The request:
Please give back every item below word for word, and leave the pictures out.

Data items
:::::
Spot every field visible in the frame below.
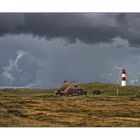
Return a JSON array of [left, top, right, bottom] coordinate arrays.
[[0, 83, 140, 127]]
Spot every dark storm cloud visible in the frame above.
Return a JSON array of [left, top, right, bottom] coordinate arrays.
[[0, 13, 140, 44]]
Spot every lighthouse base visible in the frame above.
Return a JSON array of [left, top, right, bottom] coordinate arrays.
[[121, 81, 126, 87]]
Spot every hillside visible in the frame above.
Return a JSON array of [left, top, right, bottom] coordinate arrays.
[[0, 83, 140, 127]]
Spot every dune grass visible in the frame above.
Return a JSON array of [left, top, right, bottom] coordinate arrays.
[[0, 83, 140, 127]]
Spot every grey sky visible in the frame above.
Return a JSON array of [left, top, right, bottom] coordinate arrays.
[[0, 13, 140, 87]]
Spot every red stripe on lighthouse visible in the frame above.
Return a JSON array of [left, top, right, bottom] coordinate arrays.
[[122, 77, 126, 81]]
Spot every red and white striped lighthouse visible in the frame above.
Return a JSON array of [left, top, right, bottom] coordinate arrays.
[[121, 69, 126, 87]]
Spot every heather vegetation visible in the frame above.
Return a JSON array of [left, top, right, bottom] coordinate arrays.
[[0, 83, 140, 127]]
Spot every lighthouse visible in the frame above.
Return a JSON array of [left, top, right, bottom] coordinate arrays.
[[121, 69, 126, 87]]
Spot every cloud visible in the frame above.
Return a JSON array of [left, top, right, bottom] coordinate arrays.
[[0, 13, 140, 46], [1, 50, 26, 82]]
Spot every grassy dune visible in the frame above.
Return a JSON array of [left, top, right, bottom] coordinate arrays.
[[0, 83, 140, 127]]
:::::
Worked solution:
Spot every field visible in the frame below.
Return a JSON array of [left, top, right, bottom] coordinate arrays.
[[0, 83, 140, 127]]
Spot every dark storm cloud visible in the frame above.
Return a JSON array of [left, top, right, bottom] coordinate arrays.
[[0, 13, 140, 44]]
Spot every lighthouse base visible in the frame above.
Return a JSON array of [left, top, right, bottom] coordinate arrays.
[[121, 81, 126, 87]]
Spot every hillside visible in the frame above.
Return a JSON array of [left, top, right, bottom] coordinate arrays.
[[0, 83, 140, 127]]
Spot every dune grass visible in the frame above.
Return a JSON array of [left, top, right, bottom] coordinate arrays.
[[0, 83, 140, 127]]
Spot every grey sky visible in the frame above.
Return a JSON array of [left, top, right, bottom] coordinate arrays.
[[0, 13, 140, 87]]
Spot every red stripe on lighthouse visible in the frame above.
Return a JSON array of [left, top, right, bottom] coordinate arrays.
[[122, 77, 126, 81]]
Spot every red and white striped lighthouse visible in the frame above.
Return a JSON array of [left, top, right, bottom] coordinate arrays.
[[121, 69, 126, 87]]
Spot every heather vegetation visible in the frame above.
Return a JSON array of [left, top, right, bottom] coordinate arrays.
[[0, 83, 140, 127]]
Spot every lighthouse visible in the frame above.
Return a JSON array of [left, top, right, bottom] coordinate arrays.
[[121, 69, 126, 87]]
Spot every cloud visible in the frame above.
Return a JSON array of [left, top, right, bottom] coordinate arrays.
[[0, 13, 140, 46], [1, 50, 26, 82]]
Spot every grassy dune visible in the frame above.
Return a JSON array of [left, top, right, bottom] coordinate arrays.
[[0, 83, 140, 127]]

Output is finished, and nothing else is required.